PROBLEM DESCRIPTION:
Leave out the pictures and transcribe the rest of the records exactly.

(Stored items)

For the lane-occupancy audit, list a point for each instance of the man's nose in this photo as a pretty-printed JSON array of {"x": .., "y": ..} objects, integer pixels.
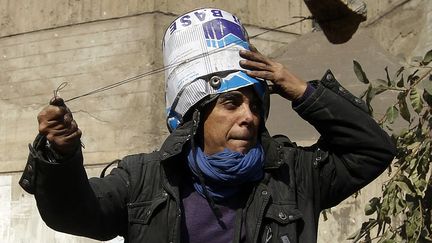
[{"x": 247, "y": 115}]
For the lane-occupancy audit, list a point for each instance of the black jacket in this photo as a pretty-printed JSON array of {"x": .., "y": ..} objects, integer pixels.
[{"x": 140, "y": 198}]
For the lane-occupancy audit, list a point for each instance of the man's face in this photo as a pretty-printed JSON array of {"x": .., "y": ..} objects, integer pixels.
[{"x": 232, "y": 122}]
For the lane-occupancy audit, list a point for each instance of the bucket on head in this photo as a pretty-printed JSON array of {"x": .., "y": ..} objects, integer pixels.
[{"x": 201, "y": 57}]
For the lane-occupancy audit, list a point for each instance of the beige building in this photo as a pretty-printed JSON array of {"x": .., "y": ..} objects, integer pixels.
[{"x": 93, "y": 43}]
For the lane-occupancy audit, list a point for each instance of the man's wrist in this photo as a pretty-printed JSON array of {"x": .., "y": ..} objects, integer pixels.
[{"x": 307, "y": 93}]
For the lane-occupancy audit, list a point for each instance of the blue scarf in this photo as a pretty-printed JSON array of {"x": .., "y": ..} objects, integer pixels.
[{"x": 224, "y": 172}]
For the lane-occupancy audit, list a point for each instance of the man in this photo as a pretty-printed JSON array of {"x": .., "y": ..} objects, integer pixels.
[{"x": 219, "y": 176}]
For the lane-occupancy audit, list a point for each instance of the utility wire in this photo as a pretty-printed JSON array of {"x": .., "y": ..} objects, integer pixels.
[{"x": 161, "y": 69}]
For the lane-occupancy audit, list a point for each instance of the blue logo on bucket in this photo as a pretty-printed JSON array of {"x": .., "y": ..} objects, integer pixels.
[{"x": 220, "y": 33}]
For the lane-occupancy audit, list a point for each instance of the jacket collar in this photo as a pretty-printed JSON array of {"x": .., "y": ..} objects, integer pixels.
[{"x": 177, "y": 140}]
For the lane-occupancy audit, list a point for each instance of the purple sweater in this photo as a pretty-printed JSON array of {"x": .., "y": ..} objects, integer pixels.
[{"x": 200, "y": 225}]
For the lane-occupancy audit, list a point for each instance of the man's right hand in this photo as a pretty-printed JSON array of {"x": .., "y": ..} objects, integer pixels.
[{"x": 57, "y": 124}]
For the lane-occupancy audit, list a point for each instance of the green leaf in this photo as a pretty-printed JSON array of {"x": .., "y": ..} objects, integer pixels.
[
  {"x": 372, "y": 206},
  {"x": 389, "y": 81},
  {"x": 399, "y": 71},
  {"x": 403, "y": 107},
  {"x": 427, "y": 58},
  {"x": 416, "y": 101},
  {"x": 361, "y": 75},
  {"x": 427, "y": 96},
  {"x": 401, "y": 81},
  {"x": 380, "y": 89},
  {"x": 413, "y": 77},
  {"x": 392, "y": 113},
  {"x": 381, "y": 81}
]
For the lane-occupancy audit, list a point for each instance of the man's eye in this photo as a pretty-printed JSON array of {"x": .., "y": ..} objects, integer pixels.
[
  {"x": 255, "y": 108},
  {"x": 231, "y": 104}
]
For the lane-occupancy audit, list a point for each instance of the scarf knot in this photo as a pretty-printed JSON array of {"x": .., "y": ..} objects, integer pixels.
[{"x": 224, "y": 172}]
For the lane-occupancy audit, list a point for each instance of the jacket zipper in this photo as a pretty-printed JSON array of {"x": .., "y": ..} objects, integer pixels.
[{"x": 269, "y": 234}]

EXERCISE RESULT:
For the lane-occupancy audit, list a point for each instance of the man's nose in this photo as a pretty-printed JSON array of {"x": .., "y": ..} objects, integer pixels.
[{"x": 247, "y": 115}]
For the lane-occupancy audit, list a point for each instance of the black jacket in this photo as a pretty-printed JSON array of {"x": .., "y": ..} objects, integer pixels.
[{"x": 140, "y": 198}]
For the lane-occupancy audit, list a point for each instance of the man's face in this photo as a pretty-printed JSON array of {"x": .., "y": ..} objects, integer pixels.
[{"x": 232, "y": 122}]
For the lane-occupancy audit, list a point for each instance of the bucket on head in this photo as a pretty-printed JSON array of {"x": .., "y": ..} objects, integer pixels.
[{"x": 201, "y": 57}]
For the lane-occupancy audit, list a point for each instance of the beige building in this photo as a pretty-printed JSON array of {"x": .., "y": ..} objects, integer pixels.
[{"x": 93, "y": 43}]
For the lane-occupancy audit, list a point for each instance of the man's wrist in this photo as a pretty-printed JSON array of {"x": .., "y": ..} objects, integer pixels.
[{"x": 307, "y": 93}]
For the lane-occupancy audit, list a point for each instance of the blue scarf in this photo as a pretty-printed JSON array of {"x": .., "y": ..} objects, integer pixels.
[{"x": 224, "y": 172}]
For the lane-occupancy audit, list a point for each instance of the man in this photo as a pretty-printed JSON array of {"x": .., "y": ..} objects, integer pixels.
[{"x": 219, "y": 176}]
For the lane-occupancy audit, list a point for each instance of the utility wire in this photo as a pretty-printed JSON array of {"x": .., "y": ..} objects, integer pixels.
[{"x": 161, "y": 69}]
For the lane-occupancy audit, list a point for each instance of the blue logo on bucket in this photo as a pretty-printed JSON array of {"x": .., "y": ..} objects, integer pixels.
[{"x": 220, "y": 33}]
For the lane-occupancy audit, list a point for each instance of the jacket collar in this photo as a pretty-printed JSON array of {"x": .., "y": ..} objects, integer pixels.
[{"x": 177, "y": 140}]
For the lane-occupancy audit, list a point for each instance of the purple sweater in this photo as a pretty-printed JSON array of {"x": .., "y": ..} objects, integer pixels.
[{"x": 200, "y": 225}]
For the lane-occupancy audit, list a point for each instance of the man's right hand in this photo as a pretty-printed JSON array of {"x": .., "y": ..} objects, integer pixels.
[{"x": 57, "y": 124}]
For the lane-occupancy audit, list a point for each instance of the green leaf in this photo as a pretty-printed JSON array of {"x": .., "y": ..} objects, integer pixels.
[
  {"x": 372, "y": 206},
  {"x": 389, "y": 81},
  {"x": 399, "y": 71},
  {"x": 403, "y": 107},
  {"x": 427, "y": 58},
  {"x": 416, "y": 101},
  {"x": 361, "y": 75},
  {"x": 427, "y": 96},
  {"x": 401, "y": 81},
  {"x": 380, "y": 89},
  {"x": 413, "y": 77},
  {"x": 392, "y": 113},
  {"x": 381, "y": 81}
]
For the lane-occupancy audit, list a point for each instance of the man's eye in this photo as a pretty-printed JSON array of {"x": .., "y": ..} objects, integer pixels.
[
  {"x": 255, "y": 108},
  {"x": 231, "y": 104}
]
For the lane-occupancy audit, list a point for each instance of the scarf knot in this photo as a pretty-printed JSON array of {"x": .., "y": ..} objects, integer pixels.
[{"x": 224, "y": 172}]
For the lane-occupancy audit, list a point for each instance of the jacket zipper in this photo as a pretty-printed JSON array of {"x": .., "y": ..} objects, integer pixels.
[{"x": 269, "y": 234}]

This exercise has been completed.